Your task
What you return should be the entries, unchanged, without their pictures.

Recorded data
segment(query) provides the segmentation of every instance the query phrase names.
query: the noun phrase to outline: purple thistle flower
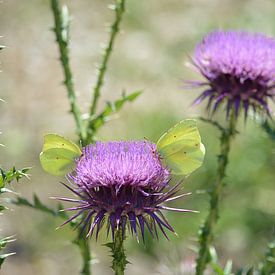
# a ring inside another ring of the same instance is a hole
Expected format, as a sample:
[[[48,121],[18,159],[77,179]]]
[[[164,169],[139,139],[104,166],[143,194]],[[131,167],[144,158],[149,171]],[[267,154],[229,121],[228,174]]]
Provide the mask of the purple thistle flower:
[[[156,145],[145,140],[97,142],[84,147],[68,180],[72,186],[65,186],[79,199],[57,198],[77,203],[64,209],[77,211],[64,224],[81,216],[87,237],[96,231],[97,238],[105,221],[112,237],[119,226],[123,236],[128,226],[137,237],[140,230],[143,239],[145,227],[156,236],[159,228],[167,237],[165,230],[175,231],[162,210],[194,212],[163,205],[188,194],[173,197],[179,184],[169,186],[170,172],[161,163]]]
[[[227,103],[227,116],[234,109],[237,116],[244,108],[263,110],[270,115],[268,98],[275,96],[275,39],[262,34],[240,31],[215,31],[195,49],[193,62],[208,86],[194,104],[208,99],[207,109],[214,113]]]

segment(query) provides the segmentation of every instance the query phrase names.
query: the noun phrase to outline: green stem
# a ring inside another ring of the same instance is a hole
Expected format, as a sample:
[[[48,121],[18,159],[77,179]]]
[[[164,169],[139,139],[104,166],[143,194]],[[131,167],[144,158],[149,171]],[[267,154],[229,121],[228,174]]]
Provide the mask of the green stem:
[[[90,108],[90,115],[89,115],[88,129],[87,129],[88,137],[87,137],[86,143],[90,142],[94,135],[93,125],[92,125],[93,116],[96,112],[98,99],[100,97],[101,88],[102,88],[103,82],[104,82],[104,76],[105,76],[105,73],[107,70],[107,64],[108,64],[108,61],[110,59],[110,56],[111,56],[111,53],[113,50],[115,38],[119,32],[120,23],[122,20],[123,13],[125,11],[125,0],[116,0],[114,10],[115,10],[115,21],[111,26],[109,41],[108,41],[107,47],[105,48],[105,51],[104,51],[104,54],[102,57],[102,63],[100,64],[99,69],[98,69],[97,81],[96,81],[95,87],[93,89],[93,99],[92,99],[92,104],[91,104],[91,108]]]
[[[114,241],[107,246],[112,250],[113,264],[112,269],[115,275],[124,275],[128,263],[123,246],[123,236],[121,227],[115,230]]]
[[[79,247],[80,253],[82,256],[82,270],[81,274],[82,275],[90,275],[91,274],[91,252],[90,252],[90,247],[89,247],[89,242],[88,239],[83,237],[83,234],[80,235],[80,230],[79,230],[79,235],[77,239],[74,241],[74,243]]]
[[[58,0],[51,0],[51,7],[54,15],[54,33],[56,36],[56,42],[59,47],[60,61],[64,72],[64,84],[67,89],[68,99],[71,106],[71,112],[73,114],[74,120],[76,122],[77,132],[80,139],[86,138],[86,131],[84,127],[83,120],[81,118],[81,112],[77,105],[73,76],[70,68],[69,61],[69,15],[67,10],[64,9],[63,13],[60,10],[60,5]]]
[[[211,257],[209,248],[214,239],[214,227],[219,218],[219,202],[223,193],[224,178],[228,163],[230,144],[235,134],[236,119],[232,112],[228,129],[222,131],[221,135],[221,152],[218,157],[217,178],[213,189],[210,191],[210,210],[209,214],[199,232],[200,250],[197,258],[196,275],[202,275],[206,265],[210,262]]]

Task result
segment(query) provides the segmentation of every instance the query phrase names.
query: the noun phrase to outline: purple thistle flower
# a ring inside another ring of the same instance is a hole
Expected format, as a sample:
[[[48,121],[18,159],[77,179]]]
[[[164,169],[139,139],[104,166],[143,194]],[[131,167],[144,158],[149,171]],[[267,154],[229,121],[228,174]]]
Provide the mask of the purple thistle flower:
[[[156,145],[145,140],[97,142],[84,147],[68,180],[72,186],[65,186],[79,199],[57,198],[77,203],[64,209],[77,211],[64,224],[81,216],[87,237],[96,231],[97,238],[105,221],[112,237],[119,226],[123,236],[128,226],[137,237],[140,230],[143,239],[145,227],[156,236],[159,228],[167,237],[165,230],[175,231],[162,210],[194,212],[163,205],[188,194],[173,197],[179,184],[169,186],[170,172],[161,163]]]
[[[227,103],[227,116],[234,109],[237,116],[244,108],[263,110],[270,115],[268,98],[275,96],[275,39],[262,34],[240,31],[215,31],[195,49],[193,62],[208,86],[194,104],[208,99],[207,109],[214,113]]]

segment(query) provides the segmentation of every instance the query phrase names.
query: the noun phrase to outline: green stem
# a ring inside another ring of the same instance is a hole
Expected format, as a sample:
[[[48,121],[18,159],[77,179]]]
[[[164,169],[139,139],[104,166],[143,194]],[[131,167],[144,158],[149,171]],[[267,154],[229,121],[228,174]]]
Provide the mask of the green stem:
[[[90,108],[90,115],[89,115],[88,129],[87,129],[88,137],[87,137],[86,143],[90,142],[94,135],[93,125],[92,125],[93,116],[96,112],[98,99],[100,97],[101,88],[102,88],[103,82],[104,82],[104,76],[105,76],[105,73],[107,70],[107,64],[108,64],[108,61],[110,59],[110,56],[111,56],[111,53],[113,50],[115,38],[119,32],[120,23],[122,20],[123,13],[125,11],[125,0],[116,0],[114,10],[115,10],[115,21],[111,26],[109,41],[108,41],[107,47],[105,48],[105,51],[104,51],[104,54],[102,57],[102,63],[100,64],[99,69],[98,69],[97,81],[96,81],[95,87],[93,89],[93,99],[92,99],[92,104],[91,104],[91,108]]]
[[[114,241],[107,246],[112,250],[113,264],[112,269],[115,275],[124,275],[128,263],[123,246],[123,236],[121,227],[115,230]]]
[[[79,247],[80,253],[82,256],[82,270],[81,274],[82,275],[90,275],[91,274],[91,252],[90,252],[90,247],[89,247],[89,242],[88,239],[83,237],[83,234],[80,235],[80,230],[79,230],[79,235],[77,239],[74,241],[74,243]]]
[[[58,0],[51,0],[51,7],[54,15],[54,33],[56,36],[56,42],[59,47],[60,61],[64,72],[64,84],[67,89],[68,99],[71,106],[71,112],[73,114],[74,120],[76,122],[77,132],[80,139],[86,138],[86,131],[84,127],[83,120],[81,118],[81,112],[77,105],[73,76],[70,68],[69,61],[69,15],[67,10],[64,9],[63,13],[60,10],[60,5]]]
[[[211,257],[209,248],[214,239],[214,227],[219,218],[219,202],[223,193],[224,178],[228,163],[230,144],[235,134],[236,119],[232,112],[228,129],[222,131],[221,135],[221,152],[218,157],[217,178],[213,189],[210,191],[210,210],[209,214],[199,232],[200,250],[197,258],[196,275],[202,275],[206,265],[210,262]]]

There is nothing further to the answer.